- **Assignment**
Below are some records; reproduce every one of them exactly.

[Saved data entries]
/---

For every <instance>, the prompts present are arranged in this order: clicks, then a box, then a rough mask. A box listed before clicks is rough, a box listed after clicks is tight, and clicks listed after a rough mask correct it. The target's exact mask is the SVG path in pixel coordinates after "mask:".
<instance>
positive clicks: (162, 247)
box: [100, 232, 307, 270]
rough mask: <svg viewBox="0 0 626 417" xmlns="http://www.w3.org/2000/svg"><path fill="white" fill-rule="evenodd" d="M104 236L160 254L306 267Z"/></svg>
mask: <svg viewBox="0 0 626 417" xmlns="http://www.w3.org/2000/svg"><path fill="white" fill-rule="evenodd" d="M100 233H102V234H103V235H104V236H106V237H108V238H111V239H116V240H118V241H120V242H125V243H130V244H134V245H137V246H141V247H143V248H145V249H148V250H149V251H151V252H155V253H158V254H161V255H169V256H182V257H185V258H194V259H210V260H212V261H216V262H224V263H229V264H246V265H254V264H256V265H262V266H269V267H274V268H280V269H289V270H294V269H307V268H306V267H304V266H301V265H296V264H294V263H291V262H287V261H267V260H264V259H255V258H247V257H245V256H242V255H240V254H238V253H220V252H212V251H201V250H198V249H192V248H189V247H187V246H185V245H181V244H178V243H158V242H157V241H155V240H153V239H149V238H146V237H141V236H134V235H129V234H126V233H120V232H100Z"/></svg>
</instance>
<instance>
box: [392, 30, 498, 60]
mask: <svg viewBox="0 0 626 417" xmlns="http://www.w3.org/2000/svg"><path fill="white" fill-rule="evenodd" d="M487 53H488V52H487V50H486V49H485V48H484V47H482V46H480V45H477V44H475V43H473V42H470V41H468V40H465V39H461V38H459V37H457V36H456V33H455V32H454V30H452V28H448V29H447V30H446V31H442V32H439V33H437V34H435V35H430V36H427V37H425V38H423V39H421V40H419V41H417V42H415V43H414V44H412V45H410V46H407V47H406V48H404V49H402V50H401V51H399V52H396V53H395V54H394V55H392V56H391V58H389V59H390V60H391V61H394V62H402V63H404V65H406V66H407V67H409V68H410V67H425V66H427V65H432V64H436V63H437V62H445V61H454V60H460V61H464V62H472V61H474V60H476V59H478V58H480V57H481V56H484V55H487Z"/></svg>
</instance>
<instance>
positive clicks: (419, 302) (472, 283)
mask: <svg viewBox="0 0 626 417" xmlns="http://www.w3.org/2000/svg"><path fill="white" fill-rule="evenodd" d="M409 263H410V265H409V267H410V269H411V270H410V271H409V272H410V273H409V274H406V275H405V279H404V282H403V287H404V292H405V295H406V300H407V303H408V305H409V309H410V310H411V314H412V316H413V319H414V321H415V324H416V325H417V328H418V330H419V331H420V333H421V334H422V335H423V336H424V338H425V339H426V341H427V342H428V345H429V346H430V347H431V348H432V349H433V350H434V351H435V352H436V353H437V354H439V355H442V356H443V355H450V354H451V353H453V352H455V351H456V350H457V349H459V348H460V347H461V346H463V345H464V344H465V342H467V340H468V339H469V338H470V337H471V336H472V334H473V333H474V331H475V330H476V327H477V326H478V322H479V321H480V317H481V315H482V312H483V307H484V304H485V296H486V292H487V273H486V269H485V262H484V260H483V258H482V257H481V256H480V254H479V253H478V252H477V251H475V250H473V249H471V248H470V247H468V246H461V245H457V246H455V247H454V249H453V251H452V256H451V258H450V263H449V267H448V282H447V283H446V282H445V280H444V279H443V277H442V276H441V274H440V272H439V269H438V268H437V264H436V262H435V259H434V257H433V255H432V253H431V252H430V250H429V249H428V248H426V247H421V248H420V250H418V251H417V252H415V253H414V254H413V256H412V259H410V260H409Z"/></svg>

\---

- **Answer area**
For every <instance>, the prompts present are arranged in this order: clicks, then a box, then a rough mask. A box listed before clicks is rough, a box listed after clicks is tight, and clicks listed after a rough mask correct it. The target's exact mask is the SVG path in pixel coordinates after "mask:".
<instance>
positive clicks: (162, 247)
box: [100, 232, 307, 270]
rough mask: <svg viewBox="0 0 626 417" xmlns="http://www.w3.org/2000/svg"><path fill="white" fill-rule="evenodd" d="M104 236L160 254L306 267Z"/></svg>
mask: <svg viewBox="0 0 626 417" xmlns="http://www.w3.org/2000/svg"><path fill="white" fill-rule="evenodd" d="M100 233H102V234H103V235H104V236H106V237H108V238H111V239H116V240H118V241H120V242H125V243H130V244H134V245H137V246H141V247H143V248H145V249H148V250H149V251H151V252H155V253H158V254H161V255H169V256H182V257H185V258H194V259H210V260H212V261H216V262H224V263H229V264H246V265H254V264H256V265H262V266H269V267H274V268H280V269H289V270H294V269H307V268H306V267H304V266H301V265H296V264H294V263H291V262H287V261H267V260H264V259H255V258H247V257H245V256H242V255H240V254H238V253H220V252H212V251H201V250H198V249H192V248H189V247H187V246H185V245H181V244H178V243H158V242H157V241H155V240H153V239H149V238H146V237H141V236H134V235H129V234H126V233H120V232H100Z"/></svg>
</instance>
<instance>
box: [392, 30, 498, 60]
mask: <svg viewBox="0 0 626 417" xmlns="http://www.w3.org/2000/svg"><path fill="white" fill-rule="evenodd" d="M487 53H488V52H487V50H486V49H485V48H484V47H482V46H480V45H477V44H475V43H473V42H470V41H468V40H465V39H461V38H459V37H457V36H456V33H455V32H454V30H452V28H448V29H447V30H446V31H442V32H439V33H437V34H435V35H430V36H427V37H425V38H423V39H421V40H419V41H417V42H415V43H414V44H412V45H410V46H407V47H406V48H404V49H402V50H401V51H399V52H396V53H395V54H394V55H392V56H391V58H389V59H390V60H391V61H394V62H402V63H404V65H406V66H407V67H409V68H410V67H425V66H427V65H432V64H436V63H437V62H445V61H454V60H460V61H464V62H472V61H474V60H476V59H478V58H480V57H481V56H484V55H487Z"/></svg>
</instance>
<instance>
positive clicks: (419, 302) (472, 283)
mask: <svg viewBox="0 0 626 417" xmlns="http://www.w3.org/2000/svg"><path fill="white" fill-rule="evenodd" d="M409 263H410V265H409V267H410V269H411V270H410V271H409V272H410V273H409V274H406V275H405V279H404V282H403V287H404V292H405V295H406V300H407V303H408V305H409V309H410V310H411V314H412V316H413V319H414V321H415V324H416V325H417V328H418V330H419V331H420V333H421V334H422V335H423V336H424V338H425V339H426V341H427V342H428V345H429V346H430V347H431V348H432V349H433V350H434V351H435V352H436V353H437V354H439V355H442V356H443V355H450V354H451V353H453V352H455V351H456V350H457V349H459V348H460V347H461V346H463V345H464V344H465V342H467V340H468V339H469V338H470V337H471V336H472V334H473V333H474V331H475V330H476V327H477V326H478V322H479V321H480V317H481V315H482V312H483V307H484V304H485V296H486V292H487V273H486V269H485V262H484V260H483V258H482V257H481V256H480V254H479V253H478V252H477V251H475V250H473V249H471V248H470V247H468V246H461V245H457V246H455V247H454V249H453V251H452V256H451V258H450V263H449V267H448V282H447V283H446V282H445V280H444V279H443V277H442V276H441V274H440V272H439V269H438V268H437V264H436V262H435V259H434V257H433V255H432V253H431V252H430V250H429V249H428V248H426V247H421V248H420V250H418V251H417V252H415V253H414V254H413V256H412V259H410V260H409Z"/></svg>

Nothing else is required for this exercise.